It’s true what they say – “you are what you eat”. This old adage is even applicable to panic attacks. The foods you eat and the beverages you drink have an impact on the way you’re feeling each day as well as your reactions to stressful situations. Keep reading for a look at the link between panic attacks and diet, and what you can do about it to relieve and prevent panic attacks.

Natural Foods for Panic Attacks | Foods that make panic attacks worse

Diet and Nutrition for Panic Attacks

To avoid future panic attacks and other medical condition, eating a nutritious diet is extremely important.

A lot of people aren’t getting the dietary requirements essential for the mind and body to work well. Excessive amounts of salt, sugar and saturated fat are a key factor in the long list of health conditions that many people suffer from these days. Included on this list are panic attacks.

For example, the vast majority of all diets are deficient in chromium, a key nutrient for alleviating anxiety and fatigue. No less than 75 percent of all diets are lacking in copper, which is important for preventing depression. Folic acid, iron, magnesium, and zinc are able to ease problems with irritability, insomnia, and paranoia, but many of us aren’t getting adequate amounts of these nutrients in the food we eat.

To avoid a panic attack, your brain chemistry must be functioning optimally. If your brain has the appropriate balance of chemicals the neurotransmitters will function more efficiently. The correct nerve signals will be transmitted between cells and your sleep patterns and thoughts will be controlled in a healthy manner.

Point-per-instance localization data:
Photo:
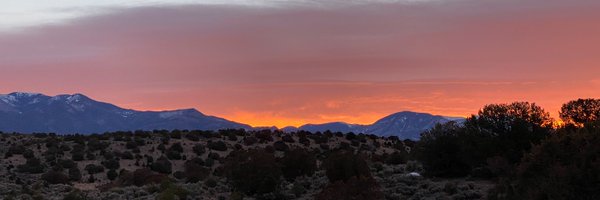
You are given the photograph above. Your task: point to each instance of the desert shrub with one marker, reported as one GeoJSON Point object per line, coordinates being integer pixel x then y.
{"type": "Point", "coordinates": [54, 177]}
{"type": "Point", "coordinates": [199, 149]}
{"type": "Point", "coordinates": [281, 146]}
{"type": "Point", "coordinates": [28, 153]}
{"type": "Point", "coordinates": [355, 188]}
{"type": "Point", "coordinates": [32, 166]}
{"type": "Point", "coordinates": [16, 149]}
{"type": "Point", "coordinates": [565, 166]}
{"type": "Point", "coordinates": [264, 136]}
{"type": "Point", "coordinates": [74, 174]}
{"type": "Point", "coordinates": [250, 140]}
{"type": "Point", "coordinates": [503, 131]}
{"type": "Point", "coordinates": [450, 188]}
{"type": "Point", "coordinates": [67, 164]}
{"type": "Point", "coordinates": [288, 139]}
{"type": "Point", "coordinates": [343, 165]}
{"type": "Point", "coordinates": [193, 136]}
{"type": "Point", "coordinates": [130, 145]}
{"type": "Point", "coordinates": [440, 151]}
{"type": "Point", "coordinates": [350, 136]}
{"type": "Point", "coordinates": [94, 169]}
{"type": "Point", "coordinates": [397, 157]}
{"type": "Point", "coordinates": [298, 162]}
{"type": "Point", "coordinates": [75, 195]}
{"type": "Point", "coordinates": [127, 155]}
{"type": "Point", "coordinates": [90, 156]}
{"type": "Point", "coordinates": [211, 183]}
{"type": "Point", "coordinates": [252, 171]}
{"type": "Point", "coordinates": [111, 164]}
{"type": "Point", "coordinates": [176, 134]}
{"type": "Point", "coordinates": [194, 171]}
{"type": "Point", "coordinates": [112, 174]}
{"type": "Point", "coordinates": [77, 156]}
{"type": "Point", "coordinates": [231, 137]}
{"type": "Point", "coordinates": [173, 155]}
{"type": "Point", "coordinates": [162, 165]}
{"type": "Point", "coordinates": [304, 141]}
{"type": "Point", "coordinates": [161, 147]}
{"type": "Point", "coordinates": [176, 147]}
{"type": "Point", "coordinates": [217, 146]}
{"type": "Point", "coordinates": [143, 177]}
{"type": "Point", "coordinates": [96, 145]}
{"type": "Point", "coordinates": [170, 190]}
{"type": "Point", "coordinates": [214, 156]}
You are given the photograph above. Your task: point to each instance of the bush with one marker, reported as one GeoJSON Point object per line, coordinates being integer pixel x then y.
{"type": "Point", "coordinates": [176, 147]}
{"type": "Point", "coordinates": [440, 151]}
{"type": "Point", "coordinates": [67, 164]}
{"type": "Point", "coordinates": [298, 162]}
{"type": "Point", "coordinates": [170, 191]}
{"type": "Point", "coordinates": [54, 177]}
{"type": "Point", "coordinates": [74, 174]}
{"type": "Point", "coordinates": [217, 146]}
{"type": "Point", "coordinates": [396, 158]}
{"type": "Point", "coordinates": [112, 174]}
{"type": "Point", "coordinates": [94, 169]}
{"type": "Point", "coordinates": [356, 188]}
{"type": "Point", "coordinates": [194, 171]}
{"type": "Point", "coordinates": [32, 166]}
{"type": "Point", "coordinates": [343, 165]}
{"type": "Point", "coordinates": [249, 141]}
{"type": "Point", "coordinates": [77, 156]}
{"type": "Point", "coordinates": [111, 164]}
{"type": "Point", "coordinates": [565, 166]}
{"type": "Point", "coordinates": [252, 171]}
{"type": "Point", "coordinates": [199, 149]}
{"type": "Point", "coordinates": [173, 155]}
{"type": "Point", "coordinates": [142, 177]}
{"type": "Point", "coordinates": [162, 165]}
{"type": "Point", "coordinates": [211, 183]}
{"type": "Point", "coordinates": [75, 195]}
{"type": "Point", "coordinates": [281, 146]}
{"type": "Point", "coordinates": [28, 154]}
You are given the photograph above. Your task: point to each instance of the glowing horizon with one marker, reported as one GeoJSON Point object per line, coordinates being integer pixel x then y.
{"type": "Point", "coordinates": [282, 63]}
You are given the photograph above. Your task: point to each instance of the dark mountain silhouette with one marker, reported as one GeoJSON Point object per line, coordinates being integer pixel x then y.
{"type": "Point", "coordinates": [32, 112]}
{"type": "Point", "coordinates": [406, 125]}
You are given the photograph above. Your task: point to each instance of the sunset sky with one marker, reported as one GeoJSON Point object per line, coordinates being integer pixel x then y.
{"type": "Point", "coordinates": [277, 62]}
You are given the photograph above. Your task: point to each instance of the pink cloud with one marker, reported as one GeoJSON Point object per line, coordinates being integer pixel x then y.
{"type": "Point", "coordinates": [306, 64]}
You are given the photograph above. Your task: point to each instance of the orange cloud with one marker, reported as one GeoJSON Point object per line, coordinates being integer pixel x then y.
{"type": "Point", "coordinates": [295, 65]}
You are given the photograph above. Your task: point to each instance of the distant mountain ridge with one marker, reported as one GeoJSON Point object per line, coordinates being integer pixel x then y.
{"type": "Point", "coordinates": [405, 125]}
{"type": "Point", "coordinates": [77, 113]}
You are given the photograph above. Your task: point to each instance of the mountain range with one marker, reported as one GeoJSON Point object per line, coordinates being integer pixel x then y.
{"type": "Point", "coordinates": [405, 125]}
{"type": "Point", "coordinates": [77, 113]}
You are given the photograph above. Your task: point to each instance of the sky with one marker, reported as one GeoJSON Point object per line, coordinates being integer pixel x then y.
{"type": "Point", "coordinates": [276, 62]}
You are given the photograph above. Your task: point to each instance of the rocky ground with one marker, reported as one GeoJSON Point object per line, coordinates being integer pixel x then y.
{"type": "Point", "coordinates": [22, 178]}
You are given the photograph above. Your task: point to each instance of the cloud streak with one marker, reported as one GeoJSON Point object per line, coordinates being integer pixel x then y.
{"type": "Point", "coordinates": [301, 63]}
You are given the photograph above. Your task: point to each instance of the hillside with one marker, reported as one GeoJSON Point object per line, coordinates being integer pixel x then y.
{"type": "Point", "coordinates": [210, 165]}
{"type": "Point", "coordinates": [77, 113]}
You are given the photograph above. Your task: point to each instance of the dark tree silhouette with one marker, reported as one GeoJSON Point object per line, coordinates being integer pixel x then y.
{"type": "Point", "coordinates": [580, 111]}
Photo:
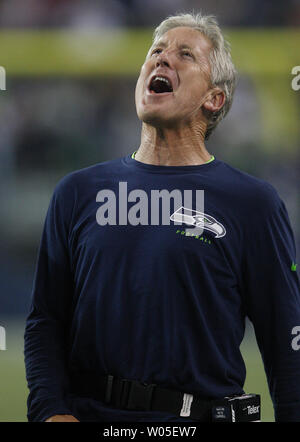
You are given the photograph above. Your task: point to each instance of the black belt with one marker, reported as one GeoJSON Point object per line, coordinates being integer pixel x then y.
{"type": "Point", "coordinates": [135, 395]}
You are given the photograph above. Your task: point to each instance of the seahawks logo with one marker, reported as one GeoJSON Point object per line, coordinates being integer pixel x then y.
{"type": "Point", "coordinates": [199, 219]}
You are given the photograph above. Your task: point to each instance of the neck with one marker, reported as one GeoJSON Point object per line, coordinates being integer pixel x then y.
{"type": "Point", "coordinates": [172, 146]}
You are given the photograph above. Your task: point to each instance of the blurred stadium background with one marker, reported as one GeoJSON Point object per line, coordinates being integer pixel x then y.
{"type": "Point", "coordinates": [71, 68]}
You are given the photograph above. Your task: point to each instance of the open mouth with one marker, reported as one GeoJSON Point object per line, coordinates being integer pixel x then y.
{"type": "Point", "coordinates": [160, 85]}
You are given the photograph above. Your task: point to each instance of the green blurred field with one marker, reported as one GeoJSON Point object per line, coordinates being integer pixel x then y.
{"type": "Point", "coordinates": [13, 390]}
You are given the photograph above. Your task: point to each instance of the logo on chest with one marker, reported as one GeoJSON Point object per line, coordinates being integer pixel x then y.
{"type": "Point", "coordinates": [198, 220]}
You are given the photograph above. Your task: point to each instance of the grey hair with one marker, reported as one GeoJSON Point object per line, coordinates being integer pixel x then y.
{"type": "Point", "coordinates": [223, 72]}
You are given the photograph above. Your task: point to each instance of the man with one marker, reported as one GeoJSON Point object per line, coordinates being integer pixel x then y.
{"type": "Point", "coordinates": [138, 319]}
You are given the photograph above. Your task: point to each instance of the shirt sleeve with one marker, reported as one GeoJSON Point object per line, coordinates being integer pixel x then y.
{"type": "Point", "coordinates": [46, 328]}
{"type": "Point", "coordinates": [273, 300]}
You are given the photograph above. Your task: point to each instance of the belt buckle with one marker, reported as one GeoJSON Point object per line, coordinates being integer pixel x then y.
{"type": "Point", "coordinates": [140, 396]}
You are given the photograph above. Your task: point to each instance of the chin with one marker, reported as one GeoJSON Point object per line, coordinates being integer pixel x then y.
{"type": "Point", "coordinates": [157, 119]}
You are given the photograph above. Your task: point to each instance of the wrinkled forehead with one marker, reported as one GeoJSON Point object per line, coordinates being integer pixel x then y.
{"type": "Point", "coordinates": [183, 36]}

_Exercise_
Summarize the passage on diet and panic attacks in two sentences. Rely on the text alone, not the entries, to complete the task.

_Solution to this task_
The foods and beverages a person consumes affect how they feel each day and how they react to stress, so eating a nutritious diet is extremely important for avoiding panic attacks. Many diets lack nutrients such as chromium, copper, folic acid, iron, magnesium, and zinc, and avoiding a panic attack requires brain chemistry to function optimally.